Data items
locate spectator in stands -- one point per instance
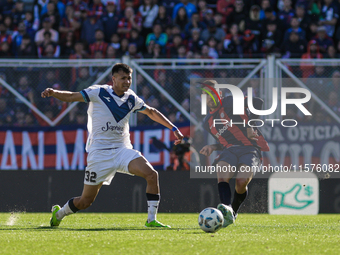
(181, 18)
(212, 30)
(124, 45)
(212, 43)
(6, 113)
(110, 20)
(129, 3)
(272, 39)
(264, 5)
(149, 12)
(254, 23)
(27, 48)
(238, 15)
(90, 25)
(286, 14)
(294, 47)
(323, 40)
(157, 36)
(83, 81)
(38, 6)
(311, 31)
(294, 26)
(172, 47)
(48, 80)
(47, 27)
(67, 45)
(163, 18)
(302, 16)
(31, 26)
(48, 48)
(97, 9)
(195, 43)
(233, 42)
(189, 7)
(115, 41)
(137, 39)
(18, 13)
(8, 7)
(110, 52)
(270, 16)
(312, 52)
(79, 51)
(53, 14)
(59, 7)
(51, 50)
(5, 50)
(132, 51)
(330, 16)
(99, 44)
(128, 22)
(317, 82)
(9, 24)
(4, 35)
(24, 89)
(225, 7)
(194, 23)
(204, 12)
(17, 37)
(69, 24)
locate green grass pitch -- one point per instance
(123, 233)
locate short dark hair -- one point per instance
(121, 67)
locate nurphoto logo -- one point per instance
(239, 104)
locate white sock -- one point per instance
(152, 209)
(66, 210)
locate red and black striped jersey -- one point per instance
(233, 129)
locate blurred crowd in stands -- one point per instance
(169, 28)
(180, 29)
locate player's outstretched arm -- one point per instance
(155, 115)
(65, 96)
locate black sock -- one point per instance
(72, 206)
(152, 197)
(238, 200)
(225, 193)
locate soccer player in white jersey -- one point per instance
(109, 147)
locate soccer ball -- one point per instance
(210, 220)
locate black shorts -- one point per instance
(236, 155)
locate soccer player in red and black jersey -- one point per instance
(240, 147)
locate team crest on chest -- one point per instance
(130, 104)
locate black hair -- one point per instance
(121, 67)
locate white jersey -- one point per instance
(108, 116)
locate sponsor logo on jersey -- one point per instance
(112, 128)
(130, 105)
(107, 98)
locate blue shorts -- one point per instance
(236, 155)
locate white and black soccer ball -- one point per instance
(210, 220)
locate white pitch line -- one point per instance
(12, 219)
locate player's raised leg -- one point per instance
(241, 186)
(75, 204)
(224, 191)
(141, 167)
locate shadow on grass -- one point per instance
(44, 228)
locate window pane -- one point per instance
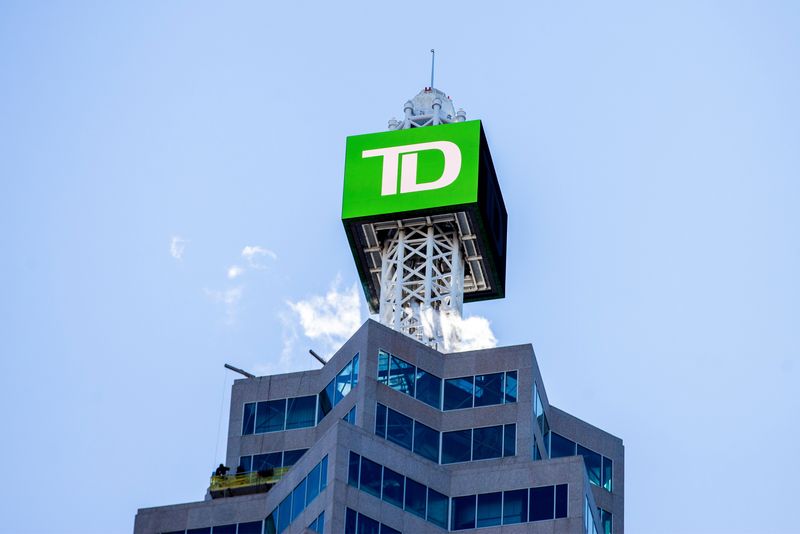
(608, 472)
(399, 429)
(593, 463)
(393, 487)
(515, 506)
(561, 446)
(383, 367)
(456, 446)
(561, 500)
(370, 477)
(510, 440)
(458, 393)
(464, 512)
(510, 389)
(265, 462)
(290, 457)
(437, 508)
(426, 442)
(298, 499)
(253, 527)
(429, 389)
(270, 416)
(489, 509)
(487, 442)
(312, 485)
(353, 469)
(489, 389)
(415, 498)
(249, 418)
(300, 413)
(401, 376)
(380, 421)
(541, 505)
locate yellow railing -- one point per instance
(245, 479)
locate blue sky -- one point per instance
(648, 153)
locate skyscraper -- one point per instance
(403, 430)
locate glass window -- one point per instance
(515, 506)
(490, 507)
(415, 498)
(456, 446)
(300, 412)
(463, 512)
(458, 393)
(510, 389)
(426, 442)
(510, 440)
(437, 508)
(383, 367)
(561, 500)
(541, 503)
(249, 418)
(608, 472)
(487, 442)
(393, 486)
(429, 389)
(401, 376)
(265, 462)
(399, 429)
(312, 487)
(593, 463)
(370, 477)
(298, 499)
(380, 421)
(270, 416)
(253, 527)
(284, 513)
(561, 446)
(489, 389)
(353, 469)
(290, 457)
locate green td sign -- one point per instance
(409, 170)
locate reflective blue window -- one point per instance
(463, 512)
(561, 500)
(489, 389)
(541, 503)
(510, 390)
(490, 506)
(416, 495)
(487, 442)
(437, 508)
(515, 506)
(402, 375)
(561, 446)
(270, 416)
(426, 441)
(380, 421)
(399, 429)
(456, 446)
(370, 477)
(393, 487)
(249, 418)
(458, 393)
(510, 440)
(429, 389)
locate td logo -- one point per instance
(404, 158)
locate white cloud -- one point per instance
(230, 299)
(235, 271)
(252, 253)
(176, 247)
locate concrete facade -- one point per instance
(337, 439)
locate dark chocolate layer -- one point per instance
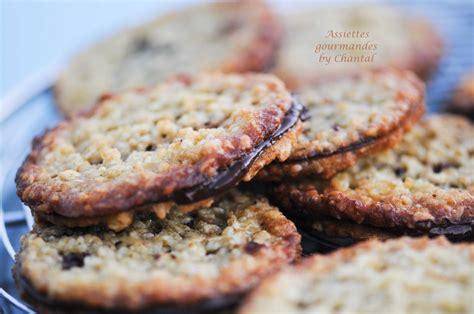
(231, 176)
(323, 242)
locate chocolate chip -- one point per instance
(441, 166)
(143, 45)
(71, 260)
(458, 230)
(229, 27)
(304, 114)
(150, 148)
(252, 247)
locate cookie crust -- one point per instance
(462, 101)
(213, 252)
(388, 104)
(373, 276)
(423, 183)
(414, 44)
(182, 141)
(229, 37)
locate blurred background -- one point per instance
(38, 37)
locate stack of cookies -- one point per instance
(141, 197)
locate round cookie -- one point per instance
(210, 255)
(348, 118)
(227, 36)
(354, 37)
(398, 276)
(425, 182)
(181, 142)
(462, 101)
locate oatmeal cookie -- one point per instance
(397, 276)
(462, 101)
(180, 142)
(348, 118)
(387, 36)
(334, 230)
(425, 182)
(211, 254)
(226, 36)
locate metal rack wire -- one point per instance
(453, 23)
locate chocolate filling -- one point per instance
(231, 176)
(320, 241)
(366, 141)
(44, 304)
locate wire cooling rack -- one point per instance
(30, 109)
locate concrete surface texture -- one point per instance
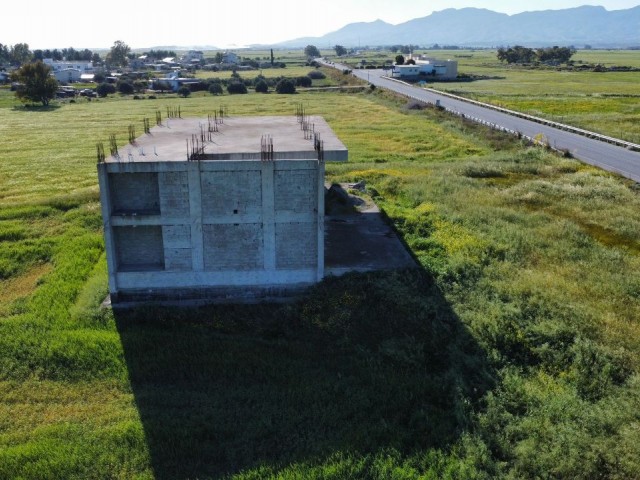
(236, 138)
(224, 220)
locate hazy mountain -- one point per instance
(479, 27)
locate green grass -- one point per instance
(512, 353)
(602, 102)
(606, 102)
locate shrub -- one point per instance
(215, 89)
(304, 82)
(105, 89)
(262, 86)
(316, 75)
(286, 86)
(236, 88)
(125, 88)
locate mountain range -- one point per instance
(476, 27)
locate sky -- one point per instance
(222, 23)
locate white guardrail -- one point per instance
(560, 126)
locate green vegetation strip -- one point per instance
(512, 353)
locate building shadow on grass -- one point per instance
(363, 362)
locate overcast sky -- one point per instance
(141, 24)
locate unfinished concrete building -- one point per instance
(203, 208)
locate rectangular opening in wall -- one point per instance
(139, 248)
(296, 246)
(134, 193)
(233, 247)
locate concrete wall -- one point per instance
(175, 226)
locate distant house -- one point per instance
(230, 57)
(425, 68)
(173, 80)
(192, 56)
(68, 75)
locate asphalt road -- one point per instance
(594, 152)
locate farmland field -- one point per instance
(512, 353)
(604, 102)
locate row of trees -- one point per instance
(312, 51)
(520, 54)
(19, 54)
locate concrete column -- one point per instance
(195, 213)
(105, 205)
(320, 220)
(268, 215)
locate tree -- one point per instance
(262, 86)
(340, 50)
(517, 54)
(311, 51)
(37, 84)
(4, 54)
(20, 54)
(286, 85)
(117, 56)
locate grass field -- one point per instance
(513, 352)
(607, 102)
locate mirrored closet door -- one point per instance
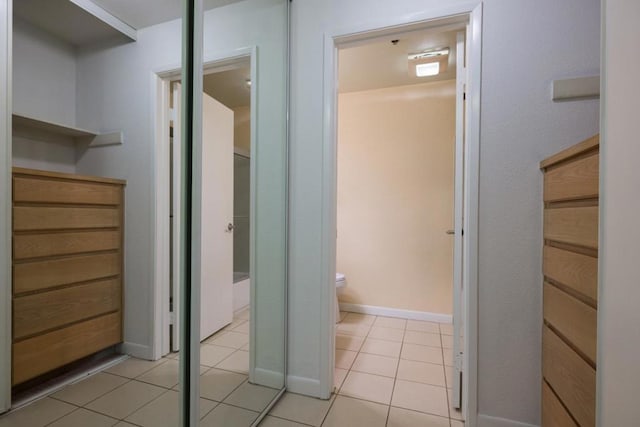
(102, 286)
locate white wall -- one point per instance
(5, 203)
(396, 151)
(115, 92)
(526, 44)
(44, 70)
(619, 293)
(58, 156)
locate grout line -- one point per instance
(395, 378)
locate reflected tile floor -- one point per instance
(389, 372)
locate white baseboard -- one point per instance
(396, 312)
(304, 386)
(488, 421)
(137, 350)
(241, 293)
(267, 378)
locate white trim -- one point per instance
(396, 312)
(304, 386)
(267, 378)
(328, 215)
(6, 35)
(487, 421)
(137, 350)
(106, 17)
(63, 381)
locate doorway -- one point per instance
(464, 231)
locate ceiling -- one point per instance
(230, 86)
(378, 63)
(144, 13)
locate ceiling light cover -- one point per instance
(428, 69)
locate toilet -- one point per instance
(341, 282)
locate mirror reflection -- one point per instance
(98, 211)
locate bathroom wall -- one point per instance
(395, 196)
(242, 128)
(526, 44)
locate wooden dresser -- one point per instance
(570, 266)
(67, 269)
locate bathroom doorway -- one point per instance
(455, 60)
(225, 201)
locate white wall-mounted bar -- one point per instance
(576, 89)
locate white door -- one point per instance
(216, 287)
(458, 279)
(176, 216)
(215, 192)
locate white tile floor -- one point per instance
(389, 372)
(142, 393)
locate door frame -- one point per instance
(161, 87)
(6, 37)
(367, 30)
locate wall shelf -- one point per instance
(79, 22)
(35, 128)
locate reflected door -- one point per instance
(216, 287)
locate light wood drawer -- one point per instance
(575, 320)
(41, 245)
(40, 275)
(570, 376)
(577, 271)
(574, 180)
(49, 310)
(26, 189)
(577, 226)
(553, 413)
(28, 218)
(41, 354)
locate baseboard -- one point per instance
(396, 312)
(304, 386)
(136, 350)
(267, 378)
(487, 421)
(241, 293)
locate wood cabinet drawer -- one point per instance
(44, 311)
(40, 275)
(573, 379)
(577, 179)
(35, 190)
(53, 244)
(43, 353)
(30, 218)
(576, 226)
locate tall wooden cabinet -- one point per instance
(570, 267)
(67, 269)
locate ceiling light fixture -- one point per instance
(428, 63)
(428, 69)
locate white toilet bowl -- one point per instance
(341, 282)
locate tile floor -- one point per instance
(389, 372)
(142, 393)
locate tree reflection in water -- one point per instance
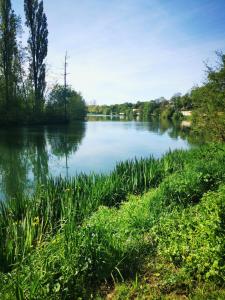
(24, 155)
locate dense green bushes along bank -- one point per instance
(75, 238)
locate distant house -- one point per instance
(136, 111)
(186, 113)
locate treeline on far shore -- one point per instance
(204, 106)
(24, 96)
(161, 107)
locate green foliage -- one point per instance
(65, 104)
(63, 249)
(209, 104)
(36, 21)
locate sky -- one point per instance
(132, 50)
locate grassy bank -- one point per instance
(150, 228)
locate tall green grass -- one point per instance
(76, 233)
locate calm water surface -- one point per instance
(31, 155)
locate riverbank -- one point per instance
(151, 227)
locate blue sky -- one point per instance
(130, 50)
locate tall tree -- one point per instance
(8, 51)
(36, 21)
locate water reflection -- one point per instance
(25, 155)
(30, 155)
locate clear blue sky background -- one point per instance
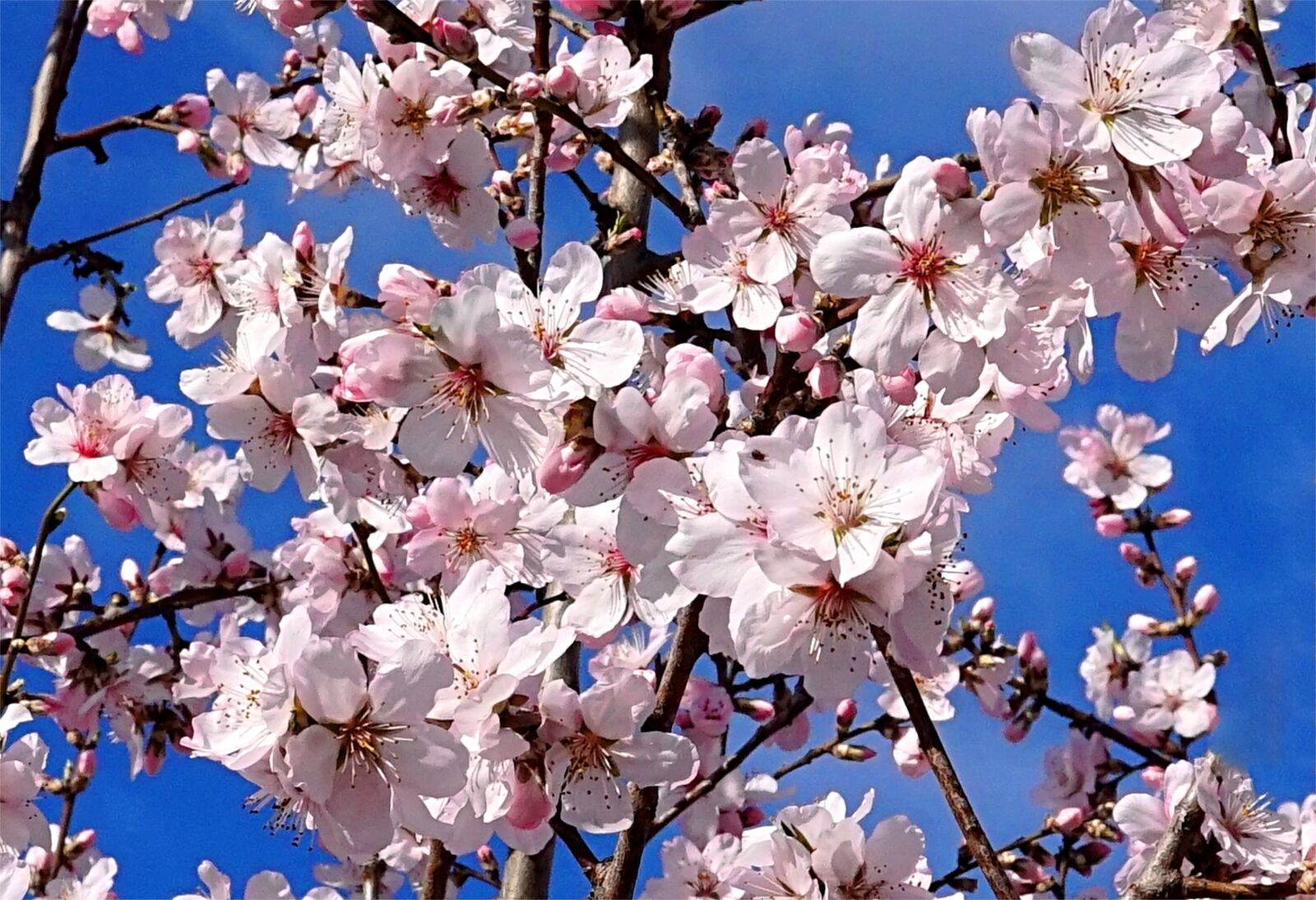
(903, 74)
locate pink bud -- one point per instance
(901, 387)
(826, 378)
(1070, 819)
(1142, 623)
(521, 233)
(566, 465)
(1132, 554)
(846, 712)
(526, 86)
(1173, 518)
(1206, 599)
(730, 823)
(1186, 568)
(1026, 647)
(129, 37)
(192, 109)
(1153, 777)
(86, 763)
(304, 100)
(1111, 525)
(796, 332)
(952, 179)
(304, 241)
(563, 81)
(237, 167)
(188, 141)
(625, 304)
(761, 711)
(453, 39)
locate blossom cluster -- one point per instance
(769, 443)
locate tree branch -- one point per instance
(50, 520)
(61, 248)
(940, 762)
(1162, 877)
(48, 96)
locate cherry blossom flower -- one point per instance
(1116, 466)
(1119, 91)
(102, 338)
(248, 120)
(595, 744)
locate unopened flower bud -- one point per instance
(453, 39)
(521, 233)
(826, 378)
(853, 753)
(846, 712)
(1186, 568)
(1142, 624)
(952, 179)
(304, 100)
(624, 304)
(188, 141)
(1111, 525)
(1026, 647)
(304, 241)
(53, 643)
(901, 388)
(563, 81)
(86, 763)
(237, 167)
(796, 332)
(526, 86)
(192, 111)
(761, 711)
(1206, 599)
(1132, 554)
(1070, 819)
(568, 465)
(1173, 518)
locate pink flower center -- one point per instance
(924, 265)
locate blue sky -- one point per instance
(903, 74)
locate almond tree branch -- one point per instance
(50, 520)
(799, 702)
(61, 248)
(48, 96)
(1162, 877)
(92, 136)
(1252, 35)
(940, 762)
(688, 647)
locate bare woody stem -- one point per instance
(50, 520)
(61, 248)
(1162, 877)
(1280, 137)
(799, 702)
(688, 645)
(48, 96)
(975, 838)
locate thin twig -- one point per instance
(929, 741)
(61, 248)
(50, 520)
(48, 96)
(799, 702)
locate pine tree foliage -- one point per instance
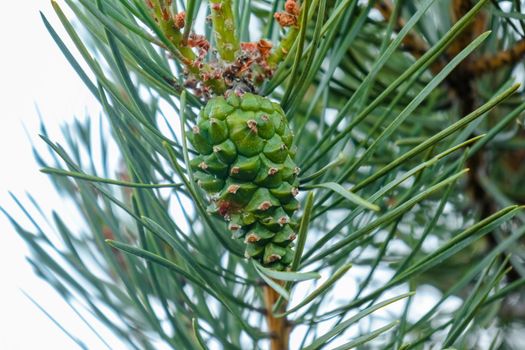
(406, 122)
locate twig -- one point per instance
(279, 328)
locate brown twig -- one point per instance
(279, 328)
(495, 61)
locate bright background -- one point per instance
(33, 75)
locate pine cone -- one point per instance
(246, 165)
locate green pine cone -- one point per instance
(246, 165)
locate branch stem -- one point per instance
(279, 328)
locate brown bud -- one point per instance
(252, 238)
(283, 220)
(273, 258)
(180, 20)
(264, 47)
(265, 205)
(252, 125)
(285, 19)
(292, 7)
(233, 189)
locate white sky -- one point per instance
(33, 73)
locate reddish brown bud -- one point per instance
(252, 125)
(233, 189)
(264, 47)
(180, 20)
(285, 19)
(265, 205)
(235, 170)
(292, 7)
(273, 257)
(252, 238)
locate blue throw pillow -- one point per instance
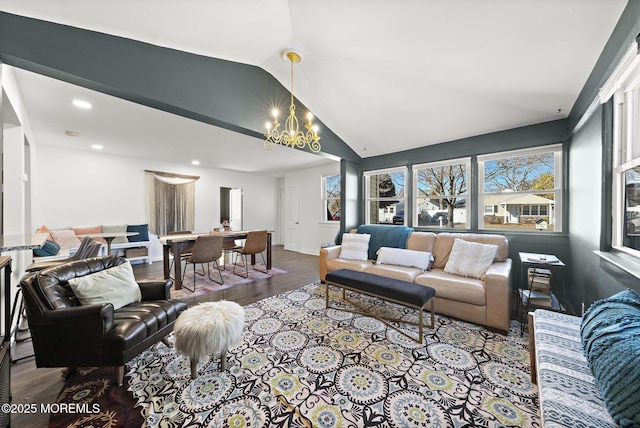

What is asked: Rewrite the items from the line with "locate white sky -- one point per instance" up to and including the last line of the items, changing "bud" to "leaf bud" and keeping everything else the same. Leave the pictures out of your answer.

The solution:
locate white sky -- one point per instance
(33, 73)
locate reddish brown leaf bud -- one point per instance
(252, 125)
(233, 189)
(264, 47)
(180, 20)
(285, 19)
(265, 205)
(235, 170)
(292, 7)
(273, 257)
(252, 238)
locate blue throw pillow -- one point per instance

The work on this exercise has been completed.